■ EXCERPT PROVIDED

###

Zooming into Zoom
When it rains, it pours, and cybercriminals are uncannily attuned to zooming into every misfortune (read: pandemic) to exploit, conquer and persist in their victims’ environments.
Let me explain.
I refer to the mass behaviour change businesses and individuals are undergoing – confined to their homes instead of going to office and from place to place to carry out their usual activities.
One example of what happens, can be read from a Nokia report about strict lockdowns in western Europe. It states, “It comes as little surprise that use of messaging applications and streaming services has increased exponentially in the past two weeks. Indeed, the rates of growth are eye-wateringly high in some cases.”
An earlier article published on EITN also states telco networks are experiencing a surge in Internet usage, between 30 to 50-percent as well as exponential increase in usage of apps like Skype or Zoom, by 300-percent.

###

■ DATA EXCERPTS
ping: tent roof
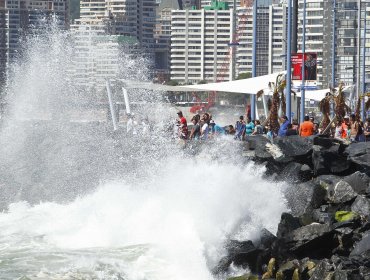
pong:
[124,71,352,101]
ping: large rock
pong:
[344,142,370,173]
[312,143,350,175]
[285,181,326,216]
[213,240,268,274]
[274,135,312,163]
[279,162,313,183]
[310,259,333,280]
[350,231,370,257]
[343,171,370,194]
[328,181,358,204]
[351,195,370,218]
[246,135,272,161]
[276,213,301,238]
[287,223,338,258]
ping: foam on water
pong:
[0,20,286,280]
[0,154,286,280]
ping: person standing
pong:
[245,118,255,135]
[349,114,359,142]
[252,120,263,135]
[299,116,314,137]
[177,111,188,140]
[189,116,200,140]
[285,123,298,136]
[278,116,290,137]
[200,113,210,140]
[235,116,245,140]
[342,116,350,139]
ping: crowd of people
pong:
[177,111,370,142]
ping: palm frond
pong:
[256,89,264,99]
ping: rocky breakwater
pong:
[214,136,370,280]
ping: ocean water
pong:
[0,20,287,280]
[0,151,286,280]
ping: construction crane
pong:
[190,0,253,113]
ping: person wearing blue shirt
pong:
[278,116,290,136]
[245,118,254,135]
[235,116,245,140]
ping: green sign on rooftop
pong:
[204,0,229,10]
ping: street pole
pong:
[285,0,292,122]
[251,0,257,120]
[331,0,337,118]
[361,6,366,122]
[356,0,361,110]
[300,0,306,123]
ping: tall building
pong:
[268,1,287,73]
[171,0,286,83]
[298,0,370,88]
[70,24,124,91]
[0,0,69,91]
[76,0,156,59]
[171,6,234,83]
[236,0,273,76]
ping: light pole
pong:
[285,0,292,122]
[351,0,361,110]
[331,0,337,117]
[300,0,306,123]
[361,7,366,122]
[251,0,257,120]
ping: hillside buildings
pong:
[171,1,285,83]
[0,0,69,90]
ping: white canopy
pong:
[124,74,352,101]
[182,72,285,94]
[178,71,352,101]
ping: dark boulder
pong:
[257,228,277,249]
[213,240,269,274]
[280,162,302,183]
[285,181,326,216]
[328,181,358,204]
[279,162,313,183]
[344,142,370,173]
[276,213,301,238]
[312,135,336,149]
[274,135,312,163]
[312,144,350,175]
[246,135,272,161]
[276,260,300,280]
[310,259,333,280]
[287,223,338,259]
[343,171,370,194]
[350,231,370,257]
[351,195,370,218]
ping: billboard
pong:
[291,53,317,89]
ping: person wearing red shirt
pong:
[299,116,314,137]
[177,111,189,140]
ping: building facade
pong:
[171,6,234,83]
[0,0,69,91]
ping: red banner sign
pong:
[292,53,317,81]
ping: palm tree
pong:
[319,83,350,130]
[257,74,286,132]
[319,92,333,130]
[333,83,351,119]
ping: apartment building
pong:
[298,0,370,88]
[76,0,156,57]
[171,6,234,83]
[268,3,287,74]
[0,0,69,90]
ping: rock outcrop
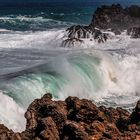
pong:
[90,4,140,34]
[127,27,140,38]
[63,4,140,46]
[0,94,140,140]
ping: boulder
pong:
[127,27,140,38]
[0,94,140,140]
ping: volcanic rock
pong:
[0,94,140,140]
[127,27,140,38]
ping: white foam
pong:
[0,92,25,132]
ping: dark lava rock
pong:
[127,27,140,38]
[63,4,140,47]
[63,25,110,46]
[90,4,140,32]
[0,94,140,140]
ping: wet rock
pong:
[130,101,140,124]
[127,27,140,38]
[63,25,110,46]
[0,94,140,140]
[63,4,140,47]
[90,4,140,32]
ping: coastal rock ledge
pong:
[62,4,140,46]
[0,94,140,140]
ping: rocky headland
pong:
[63,4,140,46]
[0,94,140,140]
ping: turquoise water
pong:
[0,0,140,131]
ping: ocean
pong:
[0,1,140,131]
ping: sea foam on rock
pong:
[0,94,140,140]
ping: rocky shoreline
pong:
[0,94,140,140]
[62,4,140,46]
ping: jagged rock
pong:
[62,25,110,47]
[127,27,140,38]
[0,94,140,140]
[130,101,140,124]
[90,4,140,33]
[63,4,140,46]
[62,38,84,47]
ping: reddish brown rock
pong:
[0,94,140,140]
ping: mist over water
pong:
[0,1,140,131]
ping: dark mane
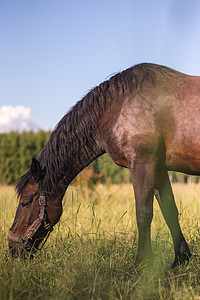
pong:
[16,63,175,196]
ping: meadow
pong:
[0,184,200,300]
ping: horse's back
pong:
[100,72,200,174]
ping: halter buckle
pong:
[39,195,47,206]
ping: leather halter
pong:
[8,193,53,249]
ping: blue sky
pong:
[0,0,200,128]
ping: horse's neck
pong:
[39,133,105,197]
[63,141,105,186]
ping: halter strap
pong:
[8,193,53,247]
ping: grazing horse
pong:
[8,63,195,266]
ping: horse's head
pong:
[8,159,62,256]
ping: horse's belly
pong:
[166,151,200,176]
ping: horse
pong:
[8,63,195,267]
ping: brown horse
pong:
[8,64,195,266]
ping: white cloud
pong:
[0,105,38,133]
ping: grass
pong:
[0,184,200,300]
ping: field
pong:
[0,184,200,300]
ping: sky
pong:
[0,0,200,132]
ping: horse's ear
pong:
[31,158,42,182]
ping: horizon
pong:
[0,0,200,132]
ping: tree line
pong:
[0,130,131,184]
[0,130,199,185]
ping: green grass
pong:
[0,184,200,300]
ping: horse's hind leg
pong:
[155,165,191,267]
[130,159,155,265]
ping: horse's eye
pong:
[21,197,32,207]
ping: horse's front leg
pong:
[155,163,191,267]
[130,160,155,265]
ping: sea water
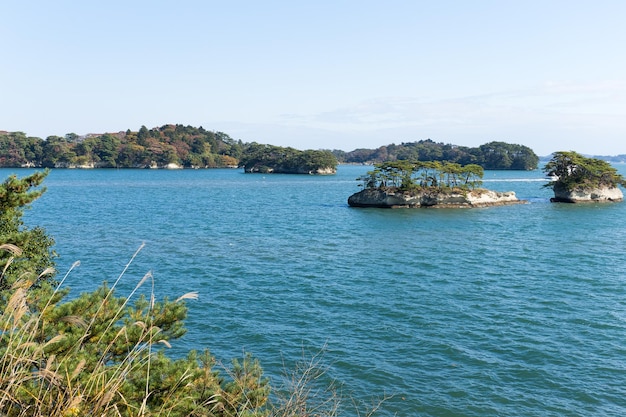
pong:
[8,166,626,416]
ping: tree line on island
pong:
[333,139,539,170]
[0,171,388,417]
[348,151,626,207]
[0,124,539,173]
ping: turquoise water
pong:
[8,166,626,416]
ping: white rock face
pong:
[551,186,624,203]
[348,188,524,208]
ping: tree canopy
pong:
[333,139,539,170]
[357,161,484,191]
[543,151,626,191]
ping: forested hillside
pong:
[0,124,244,168]
[0,124,539,172]
[333,139,539,170]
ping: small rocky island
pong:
[348,161,525,208]
[543,152,626,203]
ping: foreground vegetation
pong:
[543,151,626,191]
[0,124,539,172]
[0,172,380,417]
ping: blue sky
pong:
[0,0,626,155]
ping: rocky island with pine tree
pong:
[348,161,525,208]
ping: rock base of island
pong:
[348,188,526,208]
[550,185,624,203]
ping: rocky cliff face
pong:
[550,184,624,203]
[348,188,524,208]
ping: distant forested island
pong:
[0,124,539,174]
[333,139,539,170]
[0,124,337,173]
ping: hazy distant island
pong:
[543,151,626,203]
[0,124,539,174]
[348,161,524,208]
[333,139,539,171]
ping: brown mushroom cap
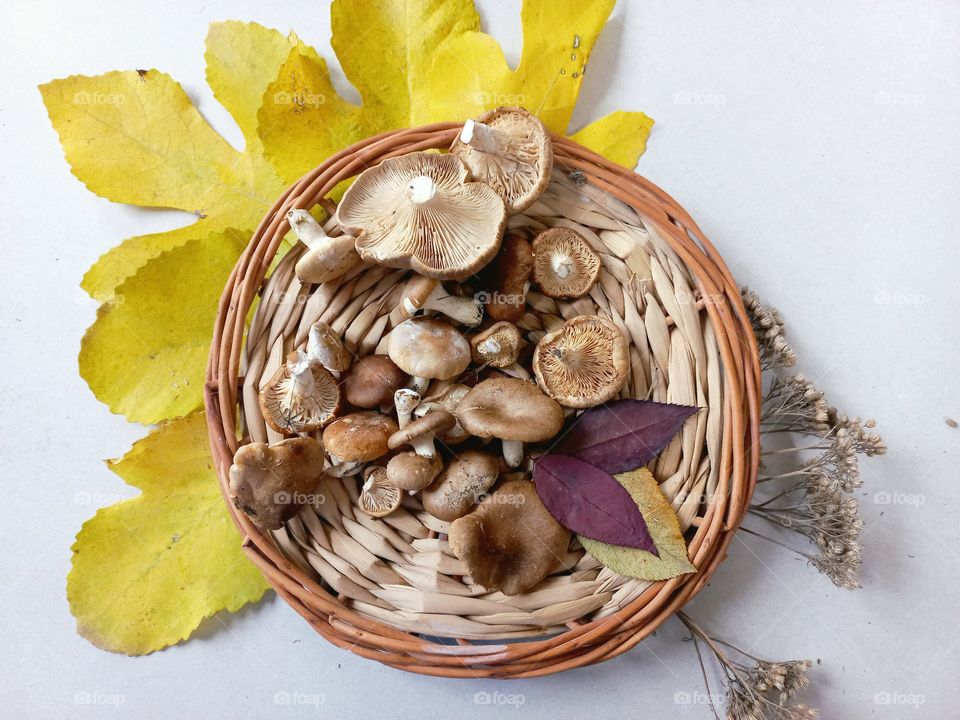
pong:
[450,107,553,213]
[230,437,324,530]
[357,467,403,517]
[343,355,407,409]
[486,232,533,323]
[387,451,443,491]
[307,320,353,372]
[457,377,563,442]
[337,152,507,280]
[420,450,500,522]
[533,227,602,299]
[258,352,340,434]
[323,411,397,462]
[533,315,630,408]
[388,317,470,380]
[388,410,457,450]
[449,480,570,595]
[470,322,523,367]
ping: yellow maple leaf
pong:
[67,413,269,655]
[577,468,697,580]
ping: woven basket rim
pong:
[205,123,760,677]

###

■ TASK LIST
A – Repeat word for word the passage of the Zoom article from "Zooming into Zoom" to "their victims’ environments.".
B – According to the Zoom article, by how much did usage of apps like Skype or Zoom increase?
C – Pick up the article on cybercriminals and Zoom after its final sentence and keep writing it.

■ EXPECTED OUTPUTS
A –
Zooming into Zoom
When it rains, it pours, and cybercriminals are uncannily attuned to zooming into every misfortune (read: pandemic) to exploit, conquer and persist in their victims’ environments.

B – It increased by 300 percent.

C –
As an active practitioner of the WFH movement now, I can say with certainty that 300-percent increase in web conferencing usage is a very conservative figure which will increase at least a few times over, in the near future.
Another way to look at the pandemic crisis is that it’s an opportunity to leverage digital tools, and in some ways accelerate use of digital technologies.
Cybersecurity vendors know this too, and current cautionary measures they extol for businesses and consumers to take, include the following in no particular order:
- Look into your work from home (WFH) policies
- Look into your employees’ device security
- Look into your DNS security
- Look into your VPN security
It is seemingly endless, but you get the idea. Having to currently work from home, previously unused networks have to shake off the dust and rust to handle more Internet traffic from work.
Confined to the house for all 24 hours in a day, I have found myself turning to web-conferencing for work and even non-work purposes. People around me are using it to virtually catch up with friends, and are concocting new ways to carry on with activities they usually do in the physical world – meetings, collaborations, drinks, exercise, pray, etc.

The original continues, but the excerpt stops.